[OBJECTIVE]
Please present all the lines below as a numbered list, omitting any blank lines.

-- Start DATA ROWS --

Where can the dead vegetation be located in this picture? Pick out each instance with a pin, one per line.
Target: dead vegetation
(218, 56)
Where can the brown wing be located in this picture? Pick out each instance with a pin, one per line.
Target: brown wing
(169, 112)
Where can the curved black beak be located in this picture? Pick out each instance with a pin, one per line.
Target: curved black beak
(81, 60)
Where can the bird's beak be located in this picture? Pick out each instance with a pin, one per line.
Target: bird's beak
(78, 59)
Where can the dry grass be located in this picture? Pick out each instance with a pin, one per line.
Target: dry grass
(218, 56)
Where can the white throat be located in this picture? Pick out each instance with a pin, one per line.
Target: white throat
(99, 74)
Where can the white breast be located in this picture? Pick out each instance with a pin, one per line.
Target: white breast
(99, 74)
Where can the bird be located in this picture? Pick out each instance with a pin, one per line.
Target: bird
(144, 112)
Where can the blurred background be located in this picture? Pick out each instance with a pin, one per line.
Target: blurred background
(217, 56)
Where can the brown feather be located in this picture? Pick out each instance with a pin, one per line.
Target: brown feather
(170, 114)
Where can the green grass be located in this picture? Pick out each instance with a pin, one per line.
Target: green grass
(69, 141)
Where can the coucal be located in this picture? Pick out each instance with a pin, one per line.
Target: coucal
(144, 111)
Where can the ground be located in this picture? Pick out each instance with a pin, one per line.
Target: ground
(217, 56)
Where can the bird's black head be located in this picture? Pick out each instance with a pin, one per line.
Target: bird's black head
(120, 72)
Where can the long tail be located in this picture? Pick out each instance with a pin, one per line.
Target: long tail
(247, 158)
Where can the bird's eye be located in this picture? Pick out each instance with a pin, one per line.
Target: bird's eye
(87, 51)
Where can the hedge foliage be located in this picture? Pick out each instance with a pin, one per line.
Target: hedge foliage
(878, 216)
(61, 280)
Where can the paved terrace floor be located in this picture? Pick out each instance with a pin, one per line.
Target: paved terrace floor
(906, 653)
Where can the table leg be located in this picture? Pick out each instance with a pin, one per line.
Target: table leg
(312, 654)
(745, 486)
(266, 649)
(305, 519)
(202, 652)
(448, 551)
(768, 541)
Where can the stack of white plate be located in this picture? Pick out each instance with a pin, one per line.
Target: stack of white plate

-- End DATA ROWS --

[SOLVED PROBLEM]
1. Where can the dead vegetation be located in this picture? Pick out each instance with a pin, one per line.
2. Target: dead vegetation
3. (218, 56)
4. Where can the brown wing be located in this picture? Pick out each instance with a pin, one per line.
5. Target: brown wing
6. (169, 112)
7. Where can the curved black beak be located in this picture? Pick out each instance with a pin, one per line.
8. Target: curved black beak
9. (81, 60)
10. Where can the bird's beak be located in this picture? Pick out each instance with a pin, one per line.
11. Target: bird's beak
12. (78, 59)
13. Where can the dry grass be located in this picture? Pick out each instance with a pin, one per line.
14. Target: dry grass
15. (218, 56)
16. Where can the white throat be located in this picture? Pick out each instance with a pin, one per line.
17. Target: white throat
18. (99, 74)
19. Where can the white breast be located in this picture? Pick out each instance with a pin, one per line.
20. Target: white breast
21. (99, 74)
22. Where can the bird be located in this picture? Pick out each instance with a pin, one per line.
23. Target: bird
24. (144, 112)
25. Where can the blurred background be located in this picture? Pick out each instance with a pin, one per line.
26. Target: blurred background
27. (217, 56)
28. Where can the brown feather be located in this picture? Pick out each instance with a pin, one per line.
29. Target: brown feather
30. (170, 114)
31. Where can the green grass be located in this picture? Pick out each instance with a pin, one per line.
32. Target: green grass
33. (69, 141)
34. Where can the coucal be located in this picture? Pick out each instance with a pin, one per line.
35. Target: coucal
36. (144, 111)
37. Where can the ground be located in this picture? Pick out each instance with a pin, one per line.
38. Target: ground
39. (217, 56)
40. Where can the bird's black head be located in this picture? Pick out each instance with a pin, one per line.
41. Target: bird's black head
42. (120, 72)
43. Where can the long tail be located in this picture? Pick out each instance with a pin, one per line.
44. Target: long tail
45. (247, 158)
46. Where can the bird's eye be located in this picture? Pick out each instance with a pin, one per line.
47. Target: bird's eye
48. (87, 51)
49. Where can the hedge foliage be located in this picture? Pick out each instance with a pin, one per line.
50. Target: hedge foliage
51. (878, 216)
52. (61, 280)
53. Where can the paved terrace floor be located in this picture? Pick out each instance with a pin, one per line.
54. Target: paved terrace floor
55. (906, 653)
56. Where can the table leg be located in this picture? Pick out each instance with a pin, one per line.
57. Target: table leg
58. (312, 654)
59. (745, 486)
60. (266, 649)
61. (305, 519)
62. (202, 652)
63. (448, 551)
64. (768, 541)
65. Where can the stack of white plate be located in this picture? Pick out each instance with a pin, one per line.
66. Target: stack of white plate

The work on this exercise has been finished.